--- START QUOTED PASSAGE ---

In London, New York and Paris, a Giant Office Bet Is Going Wrong

As companies around the world insist on only the very best and newest office blocks, Korean real-estate investors look especially vulnerable to the impact.

(Bloomberg) — A trip to the restaurant that sits atop the No. 1 Poultry office block in London’s financial district is a chance to experience firsthand the Tale of Two Cities that’s upending the commercial real-estate market.

From the vantage point of the Coq d’Argent you can gaze out at a forest of new skyscrapers that developers hope will bring in big rents and even bigger prices. For the South Korean owners of the older WeWork-occupied building down below, the future looks far bleaker.

Taking in the view, Kaela Fenn Smith — ex-executive at property giant Land Securities, and now managing director of CBRE Group’s ESG consultancy — speaks of the “huge flight to quality” transforming the office market where only “the truly grade-A space” will do. Her comments come as flawless environmental credentials become a must for corporate renters, many of whom are thinking about downsizing because of the WFH revolution.

This “super-prime” stampede might be a boon to owners of those gleaming modern towers, but it’s bad news for older places like No. 1 Poultry. In big cities everywhere, owners of these B-list office blocks face the prospect of wildly expensive refurbs — or depressed sales.

--- END QUOTED PASSAGE ---
--- START INFORMATION GIVEN ---

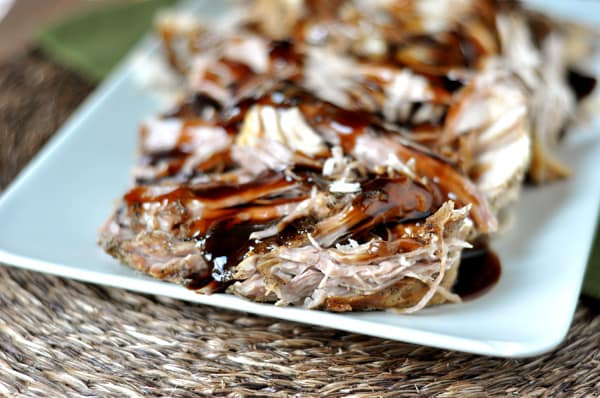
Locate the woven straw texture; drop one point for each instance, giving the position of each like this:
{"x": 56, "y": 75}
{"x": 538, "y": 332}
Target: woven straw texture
{"x": 64, "y": 338}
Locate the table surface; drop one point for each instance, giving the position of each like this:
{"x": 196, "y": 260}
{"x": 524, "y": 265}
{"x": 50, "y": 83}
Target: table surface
{"x": 59, "y": 337}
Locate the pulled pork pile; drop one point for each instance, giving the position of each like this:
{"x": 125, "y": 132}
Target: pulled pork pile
{"x": 341, "y": 155}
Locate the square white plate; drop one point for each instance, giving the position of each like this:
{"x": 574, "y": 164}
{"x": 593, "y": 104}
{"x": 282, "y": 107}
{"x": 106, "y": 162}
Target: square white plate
{"x": 49, "y": 218}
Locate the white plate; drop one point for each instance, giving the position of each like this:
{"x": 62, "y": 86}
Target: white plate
{"x": 49, "y": 218}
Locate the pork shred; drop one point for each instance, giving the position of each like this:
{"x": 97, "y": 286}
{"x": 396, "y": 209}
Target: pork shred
{"x": 341, "y": 155}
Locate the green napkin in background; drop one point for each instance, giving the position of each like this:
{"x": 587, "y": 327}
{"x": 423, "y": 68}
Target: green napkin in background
{"x": 94, "y": 42}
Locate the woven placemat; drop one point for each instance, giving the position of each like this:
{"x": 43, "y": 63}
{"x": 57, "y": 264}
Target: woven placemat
{"x": 63, "y": 338}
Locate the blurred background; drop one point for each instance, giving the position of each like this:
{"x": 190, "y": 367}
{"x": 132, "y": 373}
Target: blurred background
{"x": 20, "y": 20}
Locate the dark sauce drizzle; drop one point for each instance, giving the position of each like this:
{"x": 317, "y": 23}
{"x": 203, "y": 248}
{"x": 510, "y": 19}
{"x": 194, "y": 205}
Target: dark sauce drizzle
{"x": 479, "y": 271}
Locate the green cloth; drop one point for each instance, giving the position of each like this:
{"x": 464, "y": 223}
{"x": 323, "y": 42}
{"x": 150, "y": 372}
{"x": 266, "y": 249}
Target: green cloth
{"x": 94, "y": 42}
{"x": 591, "y": 282}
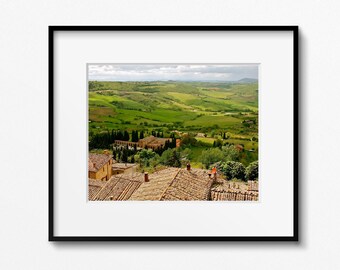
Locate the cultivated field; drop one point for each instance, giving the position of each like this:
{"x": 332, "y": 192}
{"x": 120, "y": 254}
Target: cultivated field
{"x": 209, "y": 110}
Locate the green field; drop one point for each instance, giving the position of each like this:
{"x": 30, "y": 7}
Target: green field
{"x": 211, "y": 108}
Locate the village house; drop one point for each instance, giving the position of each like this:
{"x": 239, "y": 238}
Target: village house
{"x": 164, "y": 185}
{"x": 172, "y": 184}
{"x": 100, "y": 166}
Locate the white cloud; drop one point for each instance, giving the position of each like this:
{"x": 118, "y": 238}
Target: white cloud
{"x": 151, "y": 72}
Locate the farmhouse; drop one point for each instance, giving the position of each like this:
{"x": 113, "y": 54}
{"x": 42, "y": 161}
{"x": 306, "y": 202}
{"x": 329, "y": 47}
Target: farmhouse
{"x": 118, "y": 168}
{"x": 100, "y": 166}
{"x": 150, "y": 142}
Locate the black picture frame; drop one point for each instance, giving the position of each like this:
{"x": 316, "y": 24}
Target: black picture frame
{"x": 53, "y": 29}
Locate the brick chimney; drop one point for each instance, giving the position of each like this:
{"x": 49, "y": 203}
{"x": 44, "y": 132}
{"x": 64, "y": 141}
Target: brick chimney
{"x": 146, "y": 177}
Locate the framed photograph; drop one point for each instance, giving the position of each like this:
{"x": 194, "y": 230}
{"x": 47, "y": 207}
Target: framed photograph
{"x": 173, "y": 133}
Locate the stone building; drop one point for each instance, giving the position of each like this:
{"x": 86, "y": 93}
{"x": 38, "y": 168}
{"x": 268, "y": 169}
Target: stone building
{"x": 100, "y": 166}
{"x": 150, "y": 142}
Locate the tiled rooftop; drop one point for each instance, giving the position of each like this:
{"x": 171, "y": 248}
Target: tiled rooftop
{"x": 167, "y": 184}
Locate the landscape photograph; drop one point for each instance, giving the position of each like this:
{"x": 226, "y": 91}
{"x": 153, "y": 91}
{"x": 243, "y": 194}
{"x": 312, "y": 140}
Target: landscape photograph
{"x": 173, "y": 132}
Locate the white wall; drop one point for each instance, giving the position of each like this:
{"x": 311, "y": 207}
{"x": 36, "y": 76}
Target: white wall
{"x": 24, "y": 126}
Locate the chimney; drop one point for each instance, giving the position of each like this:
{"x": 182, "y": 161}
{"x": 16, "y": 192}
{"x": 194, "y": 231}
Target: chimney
{"x": 215, "y": 176}
{"x": 214, "y": 173}
{"x": 146, "y": 177}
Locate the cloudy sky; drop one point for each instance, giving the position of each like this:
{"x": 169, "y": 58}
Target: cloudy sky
{"x": 164, "y": 72}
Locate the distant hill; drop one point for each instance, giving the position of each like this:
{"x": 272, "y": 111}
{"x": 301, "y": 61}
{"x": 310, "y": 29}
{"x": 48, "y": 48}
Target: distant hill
{"x": 247, "y": 80}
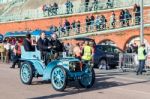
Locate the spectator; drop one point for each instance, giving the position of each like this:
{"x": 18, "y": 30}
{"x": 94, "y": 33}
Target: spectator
{"x": 67, "y": 25}
{"x": 78, "y": 26}
{"x": 87, "y": 21}
{"x": 135, "y": 48}
{"x": 55, "y": 8}
{"x": 44, "y": 46}
{"x": 74, "y": 26}
{"x": 141, "y": 58}
{"x": 87, "y": 5}
{"x": 98, "y": 22}
{"x": 136, "y": 10}
{"x": 57, "y": 46}
{"x": 113, "y": 20}
{"x": 27, "y": 43}
{"x": 95, "y": 5}
{"x": 7, "y": 46}
{"x": 127, "y": 17}
{"x": 61, "y": 30}
{"x": 49, "y": 7}
{"x": 67, "y": 47}
{"x": 17, "y": 55}
{"x": 77, "y": 51}
{"x": 128, "y": 49}
{"x": 104, "y": 21}
{"x": 69, "y": 7}
{"x": 92, "y": 22}
{"x": 122, "y": 18}
{"x": 109, "y": 4}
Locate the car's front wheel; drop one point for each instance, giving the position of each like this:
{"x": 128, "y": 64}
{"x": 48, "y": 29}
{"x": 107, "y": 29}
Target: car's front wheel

--- END INFORMATION GIVEN ---

PROMPT 1
Copy the office-market article word for word, beginning at "As companies around" and ending after "looks far bleaker.".
PROMPT 2
Answer these questions using the office-market article:
(a) What restaurant sits atop the No. 1 Poultry office block?
(b) Which country are the owners of the older WeWork-occupied building from?
(c) What position does Kaela Fenn Smith now hold?

RESPONSE 1
As companies around the world insist on only the very best and newest office blocks, Korean real-estate investors look especially vulnerable to the impact.

(Bloomberg) — A trip to the restaurant that sits atop the No. 1 Poultry office block in London’s financial district is a chance to experience firsthand the Tale of Two Cities that’s upending the commercial real-estate market.

From the vantage point of the Coq d’Argent you can gaze out at a forest of new skyscrapers that developers hope will bring in big rents and even bigger prices. For the South Korean owners of the older WeWork-occupied building down below, the future looks far bleaker.

RESPONSE 2
(a) The Coq d'Argent.
(b) South Korea.
(c) Managing director of CBRE Group's ESG consultancy.